• TASK INPUTS
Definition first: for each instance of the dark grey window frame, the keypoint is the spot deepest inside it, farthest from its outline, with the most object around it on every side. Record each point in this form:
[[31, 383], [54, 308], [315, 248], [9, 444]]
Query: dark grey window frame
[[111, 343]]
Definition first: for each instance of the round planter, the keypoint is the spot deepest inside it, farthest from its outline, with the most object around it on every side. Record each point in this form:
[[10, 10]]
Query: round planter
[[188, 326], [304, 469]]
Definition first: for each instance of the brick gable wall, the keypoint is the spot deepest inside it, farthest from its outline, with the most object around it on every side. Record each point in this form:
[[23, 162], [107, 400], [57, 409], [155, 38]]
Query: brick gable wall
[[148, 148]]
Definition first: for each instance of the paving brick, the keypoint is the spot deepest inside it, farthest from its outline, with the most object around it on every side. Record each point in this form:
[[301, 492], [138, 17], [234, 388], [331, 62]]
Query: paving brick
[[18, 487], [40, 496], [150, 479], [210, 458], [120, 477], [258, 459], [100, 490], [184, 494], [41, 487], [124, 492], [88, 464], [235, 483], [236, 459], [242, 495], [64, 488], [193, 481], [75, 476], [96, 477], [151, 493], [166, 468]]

• WHAT THE EXERCISE ASKS
Repeat exactly the lines above, starting with the line that contains "[[23, 162], [107, 400], [57, 409], [155, 38]]" and ending with the last line, both included, and nothing else.

• RESPONSE TO THE TASK
[[23, 162], [107, 400], [57, 409], [155, 38]]
Query: brick gable wall
[[148, 148]]
Definition first: for each instance of the paving brick, the keypoint is the spot deepest inside it, farthest from its outline, with the most object around it on every side. Record each point in this form:
[[301, 492], [138, 17], [234, 388], [331, 62]]
Query: paving brick
[[18, 487], [40, 496], [150, 479], [210, 458], [120, 477], [258, 459], [100, 490], [184, 494], [41, 487], [124, 492], [88, 464], [235, 483], [236, 459], [242, 495], [64, 488], [193, 481], [75, 476], [96, 477], [151, 493], [166, 468]]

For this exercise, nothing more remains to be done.